Format the rows, from the first line up to and including the line with "M91 42L105 48L109", as a Markdown table with the columns No. and Line. Number each line and leave out any blank lines.

═══ Provided data

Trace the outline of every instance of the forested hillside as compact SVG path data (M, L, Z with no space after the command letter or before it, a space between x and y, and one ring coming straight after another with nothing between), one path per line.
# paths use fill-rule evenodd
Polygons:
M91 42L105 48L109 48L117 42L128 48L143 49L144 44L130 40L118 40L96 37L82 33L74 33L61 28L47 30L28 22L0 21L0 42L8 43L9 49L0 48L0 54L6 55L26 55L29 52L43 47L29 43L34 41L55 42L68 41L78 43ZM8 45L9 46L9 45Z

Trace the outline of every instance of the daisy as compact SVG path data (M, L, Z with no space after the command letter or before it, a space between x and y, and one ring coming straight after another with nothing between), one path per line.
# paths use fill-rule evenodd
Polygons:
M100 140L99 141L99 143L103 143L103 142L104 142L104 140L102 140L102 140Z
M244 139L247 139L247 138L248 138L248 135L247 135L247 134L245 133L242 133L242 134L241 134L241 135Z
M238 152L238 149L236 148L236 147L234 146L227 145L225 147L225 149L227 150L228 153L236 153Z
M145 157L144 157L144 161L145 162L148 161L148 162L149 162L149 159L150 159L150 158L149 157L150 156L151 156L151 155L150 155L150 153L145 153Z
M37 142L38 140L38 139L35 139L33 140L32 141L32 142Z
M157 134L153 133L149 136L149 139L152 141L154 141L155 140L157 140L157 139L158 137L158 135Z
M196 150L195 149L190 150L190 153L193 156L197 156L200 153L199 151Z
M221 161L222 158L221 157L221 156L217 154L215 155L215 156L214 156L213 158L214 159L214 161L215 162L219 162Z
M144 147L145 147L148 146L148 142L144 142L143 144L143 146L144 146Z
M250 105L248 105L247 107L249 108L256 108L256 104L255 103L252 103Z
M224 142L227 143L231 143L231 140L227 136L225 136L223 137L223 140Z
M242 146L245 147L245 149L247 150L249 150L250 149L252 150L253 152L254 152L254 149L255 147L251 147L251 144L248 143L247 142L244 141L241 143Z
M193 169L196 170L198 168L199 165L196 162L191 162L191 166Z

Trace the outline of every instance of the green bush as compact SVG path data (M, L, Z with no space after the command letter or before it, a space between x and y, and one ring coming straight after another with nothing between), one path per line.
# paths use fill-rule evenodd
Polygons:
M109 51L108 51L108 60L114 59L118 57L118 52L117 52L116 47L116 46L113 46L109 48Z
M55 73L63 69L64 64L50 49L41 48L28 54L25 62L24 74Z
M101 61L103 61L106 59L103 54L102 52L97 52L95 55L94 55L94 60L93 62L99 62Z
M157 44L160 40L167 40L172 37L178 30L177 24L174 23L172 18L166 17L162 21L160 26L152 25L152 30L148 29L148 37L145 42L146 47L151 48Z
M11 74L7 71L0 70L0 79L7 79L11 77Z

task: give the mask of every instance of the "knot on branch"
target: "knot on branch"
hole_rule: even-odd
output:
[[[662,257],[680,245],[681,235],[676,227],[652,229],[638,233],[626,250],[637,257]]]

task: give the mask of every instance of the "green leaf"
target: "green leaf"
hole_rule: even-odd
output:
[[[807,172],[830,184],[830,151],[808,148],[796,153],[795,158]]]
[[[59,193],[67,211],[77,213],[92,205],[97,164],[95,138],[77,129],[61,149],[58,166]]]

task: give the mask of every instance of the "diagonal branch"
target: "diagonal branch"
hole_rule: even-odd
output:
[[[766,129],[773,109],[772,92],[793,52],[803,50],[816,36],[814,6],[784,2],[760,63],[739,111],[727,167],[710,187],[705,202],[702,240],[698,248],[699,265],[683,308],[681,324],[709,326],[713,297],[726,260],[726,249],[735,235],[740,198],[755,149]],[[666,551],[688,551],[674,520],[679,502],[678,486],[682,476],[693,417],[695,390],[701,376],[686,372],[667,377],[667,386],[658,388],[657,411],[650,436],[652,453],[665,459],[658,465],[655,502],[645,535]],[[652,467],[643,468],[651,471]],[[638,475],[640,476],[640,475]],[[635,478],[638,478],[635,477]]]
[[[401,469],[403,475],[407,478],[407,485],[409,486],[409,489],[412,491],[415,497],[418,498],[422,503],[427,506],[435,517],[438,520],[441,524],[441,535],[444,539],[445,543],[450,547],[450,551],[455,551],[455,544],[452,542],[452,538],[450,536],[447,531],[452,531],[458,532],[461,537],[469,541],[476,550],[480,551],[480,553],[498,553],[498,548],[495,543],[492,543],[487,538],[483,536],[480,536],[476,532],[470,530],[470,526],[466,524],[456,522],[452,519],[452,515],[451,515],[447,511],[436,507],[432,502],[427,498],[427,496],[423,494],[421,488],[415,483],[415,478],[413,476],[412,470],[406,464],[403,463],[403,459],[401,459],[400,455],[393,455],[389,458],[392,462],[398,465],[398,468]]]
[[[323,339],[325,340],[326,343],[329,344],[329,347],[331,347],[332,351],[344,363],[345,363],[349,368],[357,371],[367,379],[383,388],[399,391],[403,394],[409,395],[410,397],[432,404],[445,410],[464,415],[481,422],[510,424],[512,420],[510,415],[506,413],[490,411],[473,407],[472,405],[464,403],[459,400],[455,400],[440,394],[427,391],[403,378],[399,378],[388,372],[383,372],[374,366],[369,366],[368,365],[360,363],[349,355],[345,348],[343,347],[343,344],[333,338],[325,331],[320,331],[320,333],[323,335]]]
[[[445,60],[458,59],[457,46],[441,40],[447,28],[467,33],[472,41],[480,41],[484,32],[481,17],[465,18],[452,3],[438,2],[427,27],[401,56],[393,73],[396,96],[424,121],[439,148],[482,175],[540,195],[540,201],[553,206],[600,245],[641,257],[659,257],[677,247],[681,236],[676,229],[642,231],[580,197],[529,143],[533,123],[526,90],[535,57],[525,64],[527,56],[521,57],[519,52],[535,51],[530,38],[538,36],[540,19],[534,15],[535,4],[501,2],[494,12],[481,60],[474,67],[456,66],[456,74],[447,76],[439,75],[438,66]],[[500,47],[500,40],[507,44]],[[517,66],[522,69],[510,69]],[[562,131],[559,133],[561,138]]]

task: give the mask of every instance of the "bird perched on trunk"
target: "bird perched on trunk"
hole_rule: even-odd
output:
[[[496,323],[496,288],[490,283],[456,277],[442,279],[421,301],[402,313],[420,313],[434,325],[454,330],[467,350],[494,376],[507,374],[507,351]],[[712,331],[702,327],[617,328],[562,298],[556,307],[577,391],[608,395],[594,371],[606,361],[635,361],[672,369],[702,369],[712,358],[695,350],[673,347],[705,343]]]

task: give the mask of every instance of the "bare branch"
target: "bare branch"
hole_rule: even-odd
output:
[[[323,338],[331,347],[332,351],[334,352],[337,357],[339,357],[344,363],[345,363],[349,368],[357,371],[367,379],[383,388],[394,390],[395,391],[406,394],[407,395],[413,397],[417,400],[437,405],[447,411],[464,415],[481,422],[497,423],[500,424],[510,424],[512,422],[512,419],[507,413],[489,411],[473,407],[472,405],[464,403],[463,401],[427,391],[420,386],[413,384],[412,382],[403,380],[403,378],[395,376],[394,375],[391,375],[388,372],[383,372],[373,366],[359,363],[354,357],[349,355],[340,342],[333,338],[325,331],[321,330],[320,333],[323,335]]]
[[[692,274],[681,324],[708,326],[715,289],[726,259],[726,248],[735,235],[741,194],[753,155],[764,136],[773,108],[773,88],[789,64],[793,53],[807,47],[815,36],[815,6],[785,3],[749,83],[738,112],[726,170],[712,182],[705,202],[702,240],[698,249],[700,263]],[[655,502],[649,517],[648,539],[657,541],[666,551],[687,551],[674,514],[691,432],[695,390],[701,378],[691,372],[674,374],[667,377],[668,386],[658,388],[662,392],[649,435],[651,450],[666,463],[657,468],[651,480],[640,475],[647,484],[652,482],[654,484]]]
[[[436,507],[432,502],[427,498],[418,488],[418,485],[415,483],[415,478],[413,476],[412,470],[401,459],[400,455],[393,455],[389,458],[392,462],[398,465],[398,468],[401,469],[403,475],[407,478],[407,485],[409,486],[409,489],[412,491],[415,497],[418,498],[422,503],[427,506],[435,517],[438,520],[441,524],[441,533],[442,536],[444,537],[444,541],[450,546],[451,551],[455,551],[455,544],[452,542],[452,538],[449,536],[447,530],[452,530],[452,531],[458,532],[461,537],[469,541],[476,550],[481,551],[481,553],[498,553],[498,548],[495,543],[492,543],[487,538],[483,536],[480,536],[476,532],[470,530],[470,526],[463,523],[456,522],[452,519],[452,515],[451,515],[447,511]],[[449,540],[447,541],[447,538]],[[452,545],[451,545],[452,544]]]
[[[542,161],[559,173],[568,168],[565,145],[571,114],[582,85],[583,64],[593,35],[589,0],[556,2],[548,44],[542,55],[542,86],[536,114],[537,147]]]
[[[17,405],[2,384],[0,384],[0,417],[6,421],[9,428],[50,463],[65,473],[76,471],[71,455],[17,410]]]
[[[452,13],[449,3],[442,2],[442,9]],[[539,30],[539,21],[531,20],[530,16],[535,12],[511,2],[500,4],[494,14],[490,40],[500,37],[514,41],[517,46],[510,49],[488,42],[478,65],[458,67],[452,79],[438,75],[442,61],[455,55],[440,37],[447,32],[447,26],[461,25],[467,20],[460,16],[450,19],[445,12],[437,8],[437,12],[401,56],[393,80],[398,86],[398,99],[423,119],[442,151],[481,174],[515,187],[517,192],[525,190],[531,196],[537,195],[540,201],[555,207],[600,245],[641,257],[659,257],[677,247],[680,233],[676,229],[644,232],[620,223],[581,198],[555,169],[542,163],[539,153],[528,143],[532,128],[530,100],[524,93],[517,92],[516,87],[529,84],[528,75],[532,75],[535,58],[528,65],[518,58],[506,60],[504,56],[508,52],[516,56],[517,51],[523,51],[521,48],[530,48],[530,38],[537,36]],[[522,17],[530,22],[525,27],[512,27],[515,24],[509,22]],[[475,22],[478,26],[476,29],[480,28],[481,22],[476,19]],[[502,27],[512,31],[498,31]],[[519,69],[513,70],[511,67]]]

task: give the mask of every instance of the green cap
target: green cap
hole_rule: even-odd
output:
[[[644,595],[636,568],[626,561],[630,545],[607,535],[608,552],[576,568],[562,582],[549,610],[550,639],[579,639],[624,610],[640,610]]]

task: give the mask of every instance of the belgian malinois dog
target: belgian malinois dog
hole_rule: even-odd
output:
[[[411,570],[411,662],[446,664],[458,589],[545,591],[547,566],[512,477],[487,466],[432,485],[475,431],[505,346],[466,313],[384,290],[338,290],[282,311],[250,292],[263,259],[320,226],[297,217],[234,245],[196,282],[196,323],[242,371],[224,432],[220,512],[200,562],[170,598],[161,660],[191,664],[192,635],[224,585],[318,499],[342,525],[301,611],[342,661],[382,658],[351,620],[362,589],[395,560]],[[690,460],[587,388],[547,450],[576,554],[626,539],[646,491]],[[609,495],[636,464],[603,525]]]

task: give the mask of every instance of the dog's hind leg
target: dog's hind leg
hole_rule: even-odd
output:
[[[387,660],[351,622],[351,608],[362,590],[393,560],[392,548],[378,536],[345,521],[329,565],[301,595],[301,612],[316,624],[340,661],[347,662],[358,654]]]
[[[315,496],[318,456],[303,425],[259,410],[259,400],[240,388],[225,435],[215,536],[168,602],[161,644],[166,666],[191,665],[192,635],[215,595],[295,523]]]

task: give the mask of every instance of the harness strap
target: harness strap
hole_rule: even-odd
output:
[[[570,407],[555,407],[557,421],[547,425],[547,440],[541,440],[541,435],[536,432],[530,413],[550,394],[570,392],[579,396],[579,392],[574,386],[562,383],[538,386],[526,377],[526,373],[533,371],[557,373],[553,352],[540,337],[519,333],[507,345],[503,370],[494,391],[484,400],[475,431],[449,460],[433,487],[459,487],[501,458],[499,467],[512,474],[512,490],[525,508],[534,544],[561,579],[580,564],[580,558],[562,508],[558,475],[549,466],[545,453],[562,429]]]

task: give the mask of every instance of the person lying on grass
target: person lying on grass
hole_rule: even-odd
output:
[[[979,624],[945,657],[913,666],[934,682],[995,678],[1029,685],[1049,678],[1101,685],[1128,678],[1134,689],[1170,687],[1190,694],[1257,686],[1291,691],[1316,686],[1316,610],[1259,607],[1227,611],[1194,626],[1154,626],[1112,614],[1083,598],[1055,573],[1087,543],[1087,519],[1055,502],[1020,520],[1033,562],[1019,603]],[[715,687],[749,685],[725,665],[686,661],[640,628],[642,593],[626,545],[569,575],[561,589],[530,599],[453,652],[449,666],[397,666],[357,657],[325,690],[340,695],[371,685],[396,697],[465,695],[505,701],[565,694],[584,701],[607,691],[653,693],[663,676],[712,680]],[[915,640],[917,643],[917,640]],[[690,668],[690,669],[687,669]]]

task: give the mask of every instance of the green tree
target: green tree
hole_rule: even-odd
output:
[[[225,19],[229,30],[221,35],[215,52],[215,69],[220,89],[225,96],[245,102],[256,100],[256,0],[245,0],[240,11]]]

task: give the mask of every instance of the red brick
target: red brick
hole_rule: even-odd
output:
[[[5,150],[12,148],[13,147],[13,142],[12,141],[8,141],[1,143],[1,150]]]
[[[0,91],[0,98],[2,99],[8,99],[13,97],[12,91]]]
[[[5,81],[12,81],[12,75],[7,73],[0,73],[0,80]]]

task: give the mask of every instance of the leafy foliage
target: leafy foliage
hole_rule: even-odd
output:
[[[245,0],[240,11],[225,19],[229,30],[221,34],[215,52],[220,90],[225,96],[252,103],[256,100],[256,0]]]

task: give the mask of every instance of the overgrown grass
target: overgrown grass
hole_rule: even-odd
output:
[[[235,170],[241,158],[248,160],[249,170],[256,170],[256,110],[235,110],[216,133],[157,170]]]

══════

» Response
| No. | Line |
|---|---|
| 1 | Trace the outline of every instance of the forested hillside as compact SVG path data (M, L, Z with no space after the command letter or before it, a space between x and y, and one ring coming straight after another with nothing between), one path per line. |
| 2 | # paths use fill-rule evenodd |
| 3 | Polygons: |
| 4 | M91 42L105 48L109 48L117 42L128 48L143 49L144 44L130 40L118 40L96 37L82 33L74 33L61 28L47 30L28 22L0 21L0 42L8 43L9 49L0 48L0 54L6 55L26 55L29 52L43 47L29 43L34 41L55 42L68 41L78 43ZM8 45L9 46L9 45Z |